*Given request*: Transcribe all of the records precisely as they are presented.

··· Rows

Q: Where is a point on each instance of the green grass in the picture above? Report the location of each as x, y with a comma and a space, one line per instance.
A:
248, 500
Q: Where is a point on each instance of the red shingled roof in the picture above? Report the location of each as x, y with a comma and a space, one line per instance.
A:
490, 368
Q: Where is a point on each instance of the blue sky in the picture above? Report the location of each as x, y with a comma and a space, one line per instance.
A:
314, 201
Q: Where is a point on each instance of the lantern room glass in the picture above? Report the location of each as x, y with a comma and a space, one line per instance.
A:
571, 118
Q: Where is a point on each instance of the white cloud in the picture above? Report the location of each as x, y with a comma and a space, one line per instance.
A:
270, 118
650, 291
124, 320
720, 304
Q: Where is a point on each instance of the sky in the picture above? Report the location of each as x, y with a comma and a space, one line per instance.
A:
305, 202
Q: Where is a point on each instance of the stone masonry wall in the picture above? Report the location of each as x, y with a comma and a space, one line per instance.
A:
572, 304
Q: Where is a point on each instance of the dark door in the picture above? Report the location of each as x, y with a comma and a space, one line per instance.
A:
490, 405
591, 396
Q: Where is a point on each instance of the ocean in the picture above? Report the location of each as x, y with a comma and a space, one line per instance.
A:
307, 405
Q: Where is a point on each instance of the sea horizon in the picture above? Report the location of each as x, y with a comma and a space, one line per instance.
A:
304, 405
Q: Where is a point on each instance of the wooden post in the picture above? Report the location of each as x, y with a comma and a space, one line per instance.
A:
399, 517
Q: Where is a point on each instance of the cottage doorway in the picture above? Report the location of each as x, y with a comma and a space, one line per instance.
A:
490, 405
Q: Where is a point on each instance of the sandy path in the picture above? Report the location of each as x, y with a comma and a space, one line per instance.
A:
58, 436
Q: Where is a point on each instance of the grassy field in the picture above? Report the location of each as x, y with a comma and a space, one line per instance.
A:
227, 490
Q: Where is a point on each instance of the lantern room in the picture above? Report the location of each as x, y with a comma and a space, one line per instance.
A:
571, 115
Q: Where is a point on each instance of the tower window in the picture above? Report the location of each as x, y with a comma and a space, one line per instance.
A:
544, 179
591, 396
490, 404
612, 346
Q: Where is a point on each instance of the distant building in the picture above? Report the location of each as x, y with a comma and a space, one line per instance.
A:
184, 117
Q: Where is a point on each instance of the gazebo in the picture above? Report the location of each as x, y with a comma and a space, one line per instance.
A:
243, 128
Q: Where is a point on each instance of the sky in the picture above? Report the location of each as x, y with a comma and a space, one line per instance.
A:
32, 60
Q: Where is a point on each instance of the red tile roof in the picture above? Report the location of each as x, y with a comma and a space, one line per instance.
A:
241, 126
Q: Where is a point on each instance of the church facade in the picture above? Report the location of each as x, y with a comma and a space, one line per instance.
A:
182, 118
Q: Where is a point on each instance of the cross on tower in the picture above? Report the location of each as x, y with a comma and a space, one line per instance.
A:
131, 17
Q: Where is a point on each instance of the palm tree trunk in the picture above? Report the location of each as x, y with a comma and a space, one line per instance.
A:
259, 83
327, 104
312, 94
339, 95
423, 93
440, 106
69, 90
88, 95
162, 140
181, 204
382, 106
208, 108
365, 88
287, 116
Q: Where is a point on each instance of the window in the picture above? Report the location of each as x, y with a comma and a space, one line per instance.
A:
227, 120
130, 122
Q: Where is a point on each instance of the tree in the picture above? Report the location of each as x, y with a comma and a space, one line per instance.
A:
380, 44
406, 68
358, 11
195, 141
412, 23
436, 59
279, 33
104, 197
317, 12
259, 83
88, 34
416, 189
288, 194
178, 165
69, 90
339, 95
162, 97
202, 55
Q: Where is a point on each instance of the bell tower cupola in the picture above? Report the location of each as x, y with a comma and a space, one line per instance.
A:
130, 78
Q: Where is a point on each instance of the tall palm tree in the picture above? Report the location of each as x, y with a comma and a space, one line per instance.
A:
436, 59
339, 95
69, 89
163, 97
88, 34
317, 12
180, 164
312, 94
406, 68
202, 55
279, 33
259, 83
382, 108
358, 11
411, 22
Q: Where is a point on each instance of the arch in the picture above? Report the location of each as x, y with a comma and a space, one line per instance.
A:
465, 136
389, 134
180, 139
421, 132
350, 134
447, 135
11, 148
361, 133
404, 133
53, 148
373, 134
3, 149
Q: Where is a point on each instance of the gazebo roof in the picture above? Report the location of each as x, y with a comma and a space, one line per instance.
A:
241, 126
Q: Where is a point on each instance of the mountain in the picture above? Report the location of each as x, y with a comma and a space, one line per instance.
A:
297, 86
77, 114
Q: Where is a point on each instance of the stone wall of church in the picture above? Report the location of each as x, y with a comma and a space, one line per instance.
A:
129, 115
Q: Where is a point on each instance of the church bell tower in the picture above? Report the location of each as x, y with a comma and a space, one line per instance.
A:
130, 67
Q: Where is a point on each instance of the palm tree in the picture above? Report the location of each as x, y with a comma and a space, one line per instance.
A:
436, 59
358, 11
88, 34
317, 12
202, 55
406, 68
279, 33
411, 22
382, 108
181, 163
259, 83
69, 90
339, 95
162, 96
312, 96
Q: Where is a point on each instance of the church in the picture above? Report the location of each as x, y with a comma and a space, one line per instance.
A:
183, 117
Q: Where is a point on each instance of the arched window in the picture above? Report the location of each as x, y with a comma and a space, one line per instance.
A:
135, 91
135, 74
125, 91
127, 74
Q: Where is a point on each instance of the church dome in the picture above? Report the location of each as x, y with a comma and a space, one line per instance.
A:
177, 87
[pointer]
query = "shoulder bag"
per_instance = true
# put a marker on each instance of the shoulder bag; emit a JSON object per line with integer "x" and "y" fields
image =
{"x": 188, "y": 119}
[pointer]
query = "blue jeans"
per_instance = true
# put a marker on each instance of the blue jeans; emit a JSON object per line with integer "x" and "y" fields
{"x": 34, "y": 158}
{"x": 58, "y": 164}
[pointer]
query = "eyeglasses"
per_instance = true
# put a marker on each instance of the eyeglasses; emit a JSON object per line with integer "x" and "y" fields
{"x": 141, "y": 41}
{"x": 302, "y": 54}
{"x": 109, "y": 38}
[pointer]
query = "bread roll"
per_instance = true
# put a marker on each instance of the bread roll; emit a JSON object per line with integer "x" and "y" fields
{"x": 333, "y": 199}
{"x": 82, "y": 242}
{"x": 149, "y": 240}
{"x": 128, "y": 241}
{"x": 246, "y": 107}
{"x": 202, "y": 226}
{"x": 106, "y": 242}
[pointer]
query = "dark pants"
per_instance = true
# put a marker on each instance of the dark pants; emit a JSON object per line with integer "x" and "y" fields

······

*Solution below*:
Q: Where is a point on each instance of the green grass in the picture above? Report the location of each as x, y with a comma and a space, one line per instance.
A:
248, 500
Q: Where is a point on each instance of the red shingled roof in the picture above? Report the location of each as x, y with a comma and a space, one line per instance.
A:
490, 368
Q: Where is a point on each instance of the blue sky in the picture above? Report the location of each as x, y with a comma and a space, one line per instance.
A:
314, 201
Q: Where is a point on each instance of the lantern room glass in the picture above? Report the location of each as x, y with a comma and a space, one line per instance.
A:
571, 118
Q: Where is a point on each instance of the white cloud in the picture above? Report the location of each as x, y with a comma and a space, one line per instance.
A:
270, 118
650, 291
124, 320
720, 304
Q: Where is a point on each instance of the sky in the picture above? Report the location of each as x, y with a comma and a space, one line per instance.
A:
305, 202
Q: Where is a point on each instance of the stone masonry wall in the picture above? Report the location of each as x, y with a comma and a space, one line per instance.
A:
572, 304
Q: Where is a point on each instance of the dark door in the picture above? Report the location of each as x, y with a comma and a space, one line per instance.
A:
490, 405
591, 396
Q: Where is a point on each instance of the ocean in the picture above? Report the location of each as x, y with a comma and a space, one line per instance.
A:
307, 405
Q: Where is a point on each instance of the sea horizon in the picture above? Report the location of each as x, y with a comma and a space, one line per instance.
A:
304, 405
Q: Where is a point on each instance of the wooden post in the picture above? Report the location of each as x, y with a comma and a space, one line per instance.
A:
399, 517
Q: Where is a point on each instance of the cottage doorway in the picture above? Report the location of each as x, y with a comma and a space, one line per instance.
A:
490, 405
Q: Where is a point on each instance of the sandy path in the picture above? Report the location of each as x, y with a comma and a space, one line per instance.
A:
58, 436
Q: Where is a point on each instance of the grassy field in the picture above? Report the location of each as x, y with a comma and a space, one line per instance.
A:
227, 490
Q: Where is a point on each instance of the lantern room in the picture above? Report the location of each as x, y with a comma and a space, one line per instance.
A:
571, 115
Q: Where is a point on each instance of the tower window in the picture above? Report the location of each as x, y with a comma and a space, one line per instance.
A:
544, 179
591, 396
490, 404
612, 346
Q: Where is a point on each instance of the distant building in the picture above? Report the location of each as x, y with a comma and a space, one line per instance.
A:
184, 117
Q: Where is a point on each instance of the gazebo in the picture above? Report the location of each as x, y with a comma and a space, one line per instance.
A:
243, 128
Q: Where is a point on each instance of the sky in the picture above? Report the location of each as x, y with a comma and a space, one line per instance.
A:
32, 60
Q: Where is a point on each instance of the red tile roof in the picture above? Report the location of each as x, y with a comma and a space, one line per instance.
A:
241, 126
Q: Where is a point on each instance of the church facade in the picture above? Report the location of each as x, y with a comma and a space, one line per instance.
A:
182, 118
Q: Where is a point on each instance of the cross on tower in the picture above? Report the location of each as x, y with a comma and a space, one line per instance.
A:
131, 17
Q: Where is a point on each instance of the palm tree trunk in the picture above? Report the location of each as x, y with a comma and a space, one line per instance.
A:
259, 83
327, 104
312, 94
339, 95
423, 93
440, 106
69, 90
88, 95
162, 140
181, 204
382, 106
208, 108
365, 88
287, 116
Q: Where is a point on each instance of the window in the picture above? Report the location of each as x, y with a comma and a space, one line per instance.
A:
227, 120
130, 122
Q: Where is a point on each instance of the tree in the picture above? Report the location of each as x, y with a comma and a space, one line per instance.
A:
380, 44
406, 68
358, 11
195, 141
412, 23
436, 59
279, 33
104, 197
317, 12
259, 83
88, 34
416, 189
288, 194
178, 165
69, 90
339, 95
162, 97
202, 55
Q: Where is a point on each instance of the bell tower cupola in the picture above? Report the location of each as x, y with a comma and a space, one line per instance.
A:
130, 78
Q: Where is a point on each instance of the tall palm tree in the picture above? Report the location of each as x, y with a comma and a space, one line per instance.
A:
436, 59
339, 95
69, 89
163, 97
88, 34
317, 12
180, 164
312, 94
406, 68
202, 55
279, 33
259, 83
382, 108
358, 11
411, 22
Q: Where is a point on each instance of the arch in the picture above? Report the location of each as x, y with a comma and a space, one line per instance.
A:
465, 136
389, 134
180, 139
421, 132
350, 134
447, 135
11, 148
361, 133
404, 133
53, 148
373, 134
3, 149
Q: Where is a point on each instance of the gazebo roof in the picture above? Report the location of each as x, y with a comma and a space, one line per instance.
A:
241, 126
Q: Where is a point on each instance of the mountain in the picture above? Report the location of each as x, y with a comma and a space, one line per instance.
A:
297, 86
77, 114
Q: Where is a point on each instance of the stone wall of church in the picture above? Report the location of each as x, y with a comma and a space, one line per instance.
A:
129, 115
Q: Where is a point on each instance of the church bell tower in the picture above? Report the location of each as x, y with a comma and a space, one line per instance.
A:
130, 67
Q: Where is a point on each instance of the palm tree in the picture above? Report the location of each as x, y with a comma and a space, one line per instance.
A:
436, 59
358, 11
88, 34
317, 12
202, 55
406, 68
279, 33
411, 22
382, 108
181, 163
259, 83
69, 90
339, 95
162, 96
312, 96
Q: Where is a point on each instance of the church in the picture above? Report the location of each as x, y with a comma and a space, one line per instance.
A:
183, 117
Q: Where is a point on each instance of the arched window in the picture above? Report the location of each as x, y with a comma and a space, one line per instance.
A:
135, 91
135, 74
125, 91
127, 74
Q: Where is a point on each instance of the church dome in the picture above? Report the location of each as x, y with a comma and a space, one line per instance.
A:
177, 87
[pointer]
query = "shoulder bag"
per_instance = true
# put a marker on each instance of the shoulder bag; emit a JSON object per line with integer "x" and "y" fields
image =
{"x": 188, "y": 119}
[pointer]
query = "blue jeans"
per_instance = true
# put a marker on each instance of the blue jeans; emit a JSON object per line with integer "x" and "y" fields
{"x": 34, "y": 158}
{"x": 58, "y": 164}
[pointer]
query = "eyeglasses"
per_instance = true
# put a marker on each instance of the eyeglasses; emit a JSON object per line with integer "x" and "y" fields
{"x": 141, "y": 41}
{"x": 302, "y": 54}
{"x": 109, "y": 38}
[pointer]
query = "bread roll"
per_instance = true
# put a marker on each instance of the bread roll; emit a JSON object per line with integer "x" and "y" fields
{"x": 333, "y": 199}
{"x": 82, "y": 242}
{"x": 149, "y": 240}
{"x": 128, "y": 241}
{"x": 246, "y": 107}
{"x": 202, "y": 226}
{"x": 106, "y": 242}
[pointer]
query = "dark pants"
per_instance = true
# put a marker on each instance of the dark pants; emit a JSON object per line with integer "x" and "y" fields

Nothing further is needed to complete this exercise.